Archive for the ‘Indonesia’ Category

Yogjakarta

Sunday, June 6th, 2010

In Yogjakarta I spent about three days exploring the city, together with Claudia and David who I had met on the way there. David had been traveling for well over a year and had some great stories from all around the world. Together they plan to travel at least another year; most people I meet are traveling for more than 6 months: it shows 7 weeks is not a very long time :p. In the time that we had in Yogja we visited the main sites which consisted of the center (Malioboro street), the Sultans Palace, the Buddhist temple Borobudur and the Hindu temple Prambanan. Most of the visits were interspersed with locals asking for pictures; and these are not just scool children I’m talking about, also groups of older women and grown up men. Apparently being white is quite an attraction in these parts of Indonesia.

Even though Yogjakarta was a great place with great sights it was also the place where I kind of got fed up with Indonesia. Its not the country, the food or the people per se because I really like all of them. It is the attitude people have towards tourists. Someone – most likely the decadent tourists – must have given them the idea that money grows on trees in the west. Now in a sense it is true that money earned in euros or dollars goes a long way in Indonesia, but it does not mean that we are willing to spend all the money we have there. All this culminates in the fact that tourists are overcharged for everything everywhere! I can understand this for certain things such as Borobudur which realistically is expensive to maintain and letting the tourists *and* locals pay for it would mean that locals could not visit anymore. So tourists pay more: fair enough.

What I do not understand is why I should pay three times as much for an ice cream, or a bottle of water, or a local bus. I’m sitting in the same crappy seat, have the same non-AC’ed sweaty ride and yet I have to pay more then everyone else. And they’re not even official tourist prices.. No, its just that the bus conductor decides that he’ll ask me three times as much. Then later seeing him buy some cigarettes from the pile of money that he just collected from everyone does not make me feel better either. Sure I may be haggle things down, but I have not been able to haggle down to local prices. And trust me – being true to my Dutch heritage ;) – I’m not a bad haggler.

Anyway so much for my rant. I guess its a reality in much of the tropics, though I have had similar complaints from other travelers. Apparently Indonesia is one of the worst places when it comes to ripping off tourists; only the Philippines are worse.

Altogether I still had a good time in Yogjakarta and it was a good place to end my stay in Indonesia. The morning of the 4th I took a plane to Singapore for a change of pace.

See below for the pictures:

Yogjakarta
Click to view album

Gunung Bromo

Monday, May 31st, 2010

Though I am not writing this post from Bromo, I made a separate post for it so that my blog header shows where I’ve been. After my last post I spent a very laid back day in Padangbai, which is where the ferry from Lombok to Bali arrives. The long trip back from the Gilis was very nice as I met some great new people and ran into some I had met before. Good conversations, music and Arak made the long sit quite relaxing actually.

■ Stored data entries
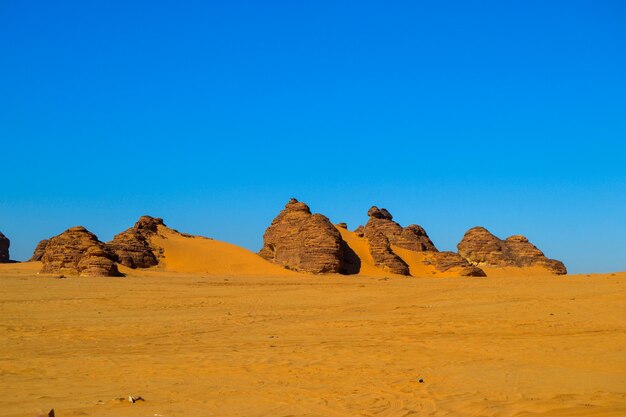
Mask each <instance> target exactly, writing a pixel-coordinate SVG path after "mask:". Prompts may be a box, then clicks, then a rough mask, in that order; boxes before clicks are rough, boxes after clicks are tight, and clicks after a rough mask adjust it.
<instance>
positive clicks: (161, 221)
mask: <svg viewBox="0 0 626 417" xmlns="http://www.w3.org/2000/svg"><path fill="white" fill-rule="evenodd" d="M159 226H165V224H164V223H163V219H160V218H156V217H150V216H141V217H140V218H139V221H137V223H135V225H134V226H133V227H131V228H130V229H127V230H125V231H124V232H122V233H119V234H117V235H115V237H113V240H112V241H110V242H108V243H107V244H106V245H107V247H108V248H109V249H110V250H111V251H112V252H113V253H115V255H116V256H117V259H118V262H119V263H120V264H122V265H124V266H127V267H129V268H148V267H151V266H154V265H158V263H159V261H158V255H159V251H158V249H156V248H154V247H152V246H151V244H150V237H151V236H153V235H155V234H156V233H157V230H158V227H159Z"/></svg>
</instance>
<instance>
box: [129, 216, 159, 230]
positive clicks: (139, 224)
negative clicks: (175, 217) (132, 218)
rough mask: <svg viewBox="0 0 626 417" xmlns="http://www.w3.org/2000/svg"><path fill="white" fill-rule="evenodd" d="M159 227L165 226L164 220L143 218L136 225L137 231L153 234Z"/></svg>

■ Activity list
- a) Translate this sentence from the Indonesia travel blog into Spanish: "The morning of the 4th I took a plane to Singapore for a change of pace."
- b) Carry the Indonesia travel blog forward with the next part, starting right after its last sentence.
The stored data entries are material separate from the travel blog.

■ Response list
- a) La mañana del 4 tomé un avión a Singapur para cambiar de ritmo.

- b)
Back in Padangbai I decided not to stay in Bali any longer: I definitely would have liked to spend more time but I don’t want to spend all of my 7 weeks just in Bali. The next day I still had the morning to explore Padangbai, after which I took the night bus to Probolingo, which is right next to the Bromo Volcano. Bus-Ferry-Bus and 10 hours later I arrived there at 7 in the morning. Going for the convenient (i.e. faster) option, I decided to pay bit more and got a ride on the back of a scooter all the way up to Cemoro Lawang – a mountain village on the crater rim of the volcano that surrounds Bromo. The landscape going up is extremely beautiful, very green and dotted with cabbage and potato farms. People seemed quite different up in the mountains compared to the Indonesians I had met so far. They seemed a bit of a mix between Peruvians living high in the mountains (what I know from pictures that is) and desert people. Take a look at the pictures below and see for yourself, for me mainly the facial features and clothes gave me this impression.

That day I already climbed Bromo to see the sulfur clouds coming from its crater and the impressive desert like area surrounding it. For me the most amazing part was to realize that Gunung Bromo and Gunung Batok are two volcano’s in a huge surrounding volcano. Just imagine how it must have been like to see that surrounding volcano to erupt! For a good impression of (more…)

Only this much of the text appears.